Give back the data below exactly as it was given.

────

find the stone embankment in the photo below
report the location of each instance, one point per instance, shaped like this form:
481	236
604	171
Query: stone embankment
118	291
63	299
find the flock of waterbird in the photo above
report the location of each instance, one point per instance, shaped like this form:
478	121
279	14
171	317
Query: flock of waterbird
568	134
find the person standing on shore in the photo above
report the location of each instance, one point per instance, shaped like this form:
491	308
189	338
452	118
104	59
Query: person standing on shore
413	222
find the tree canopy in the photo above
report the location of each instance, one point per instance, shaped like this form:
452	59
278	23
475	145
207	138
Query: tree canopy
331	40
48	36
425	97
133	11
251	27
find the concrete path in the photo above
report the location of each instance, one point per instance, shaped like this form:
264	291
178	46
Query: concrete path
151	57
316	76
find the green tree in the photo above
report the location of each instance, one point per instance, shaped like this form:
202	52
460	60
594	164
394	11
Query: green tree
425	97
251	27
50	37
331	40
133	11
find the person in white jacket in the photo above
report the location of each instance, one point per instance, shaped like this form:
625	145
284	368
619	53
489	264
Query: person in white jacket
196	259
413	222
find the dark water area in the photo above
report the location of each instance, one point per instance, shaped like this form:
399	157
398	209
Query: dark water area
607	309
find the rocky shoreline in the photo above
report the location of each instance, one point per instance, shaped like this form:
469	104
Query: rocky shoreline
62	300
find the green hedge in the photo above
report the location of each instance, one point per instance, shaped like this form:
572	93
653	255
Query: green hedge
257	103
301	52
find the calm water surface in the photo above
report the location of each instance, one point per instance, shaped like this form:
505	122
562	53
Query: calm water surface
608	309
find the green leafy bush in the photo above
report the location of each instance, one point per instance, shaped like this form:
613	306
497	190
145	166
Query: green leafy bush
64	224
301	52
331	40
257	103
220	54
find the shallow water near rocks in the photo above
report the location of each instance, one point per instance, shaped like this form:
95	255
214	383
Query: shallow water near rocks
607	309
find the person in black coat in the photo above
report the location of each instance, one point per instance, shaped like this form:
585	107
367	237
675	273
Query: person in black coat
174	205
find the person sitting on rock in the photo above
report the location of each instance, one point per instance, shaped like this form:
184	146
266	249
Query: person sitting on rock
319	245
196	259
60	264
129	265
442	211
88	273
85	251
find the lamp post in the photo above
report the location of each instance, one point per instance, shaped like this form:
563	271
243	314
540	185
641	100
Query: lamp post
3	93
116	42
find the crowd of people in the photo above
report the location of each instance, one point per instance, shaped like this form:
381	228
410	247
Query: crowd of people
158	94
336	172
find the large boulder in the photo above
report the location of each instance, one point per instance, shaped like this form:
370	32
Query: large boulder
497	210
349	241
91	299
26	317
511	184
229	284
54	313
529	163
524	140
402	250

────

▸ **Response to this task**:
find the stone embankment in the photo below
report the location of each instance, one point per instance, shaped like this form:
481	236
604	171
Query: stone embankment
118	291
63	299
find the flock of waterbird in the photo above
report the location of each instance, one point per instance, shaped like this form:
478	121
279	14
171	317
Query: flock of waterbird
568	134
find the person standing on shore in the photo above
report the location of each instance, one point per instance, shaped like this form:
491	308
189	338
452	118
104	59
Query: person standing on shore
413	222
find the tree canopy in the photo above
report the location of each instance, one point per instance, shaped like this form:
452	59
278	23
475	145
207	138
Query: tree canopy
331	40
48	36
425	97
133	11
251	27
find the concrete path in the photo above
report the location of each instance, one point per instance, shaped like this form:
264	291
178	46
Query: concrete path
151	57
316	76
find the green tree in the photo above
report the location of each instance, one point per instance, shaped like this form:
202	52
460	60
594	164
394	11
Query: green tree
425	97
251	27
50	37
331	40
133	11
find the person in white jacket in the photo above
report the location of each instance, one point per instance, shaped like this form:
625	145
284	368
619	53
489	264
Query: person in white jacket
196	259
413	222
find the dark water area in the photo above
report the location of each instance, one point per instance, shaped like this form:
399	157
398	209
Query: dark water area
607	309
find the rocky shoreline in the photo above
report the location of each instance, one point per instance, shaped like this form:
469	104
Query: rocky shoreline
62	300
find the green hedge in the photo above
report the location of each instance, one point per instance, shaped like this form:
572	93
653	255
Query: green hedge
257	103
301	52
find the calm water surface in the photo above
report the location of each instance, one point per instance, shaped like this form:
505	122
562	53
Query: calm water surface
608	309
find the green leafy bush in the photo above
report the location of each instance, one point per instance, shaped like this form:
613	306
497	190
145	166
Query: green leafy bush
64	224
301	52
331	40
257	103
220	54
find the shallow water near rocks in the photo above
report the location of each instance, one point per instance, shaped like this form:
95	255
214	383
Query: shallow water near rocks
607	309
find the person in black coat in the photo above
report the location of each instance, one point per instance, shaped like this form:
585	107
367	237
675	273
Query: person in black coat
174	205
find the person sitting on rock in the photo above
report the location of each instance, one point per instance, shaped like this form:
184	146
266	249
Query: person sitting on rock
319	245
196	259
60	264
129	265
442	211
88	273
85	251
find the lamp post in the photo above
report the location of each instance, one point per instance, shaped like this form:
563	271
243	314
540	185
641	100
Query: lamp post
3	93
116	42
find the crowd of people in the photo above
report the location of each instance, one point per instance, shaped like this form:
381	228
410	247
Query: crowd of people
158	94
336	172
find the large boulder in the photo above
report the location of each instance, one point per instance, shaped like this form:
370	32
Query: large boulder
497	210
349	241
91	299
26	317
511	184
229	284
54	313
529	163
524	140
402	250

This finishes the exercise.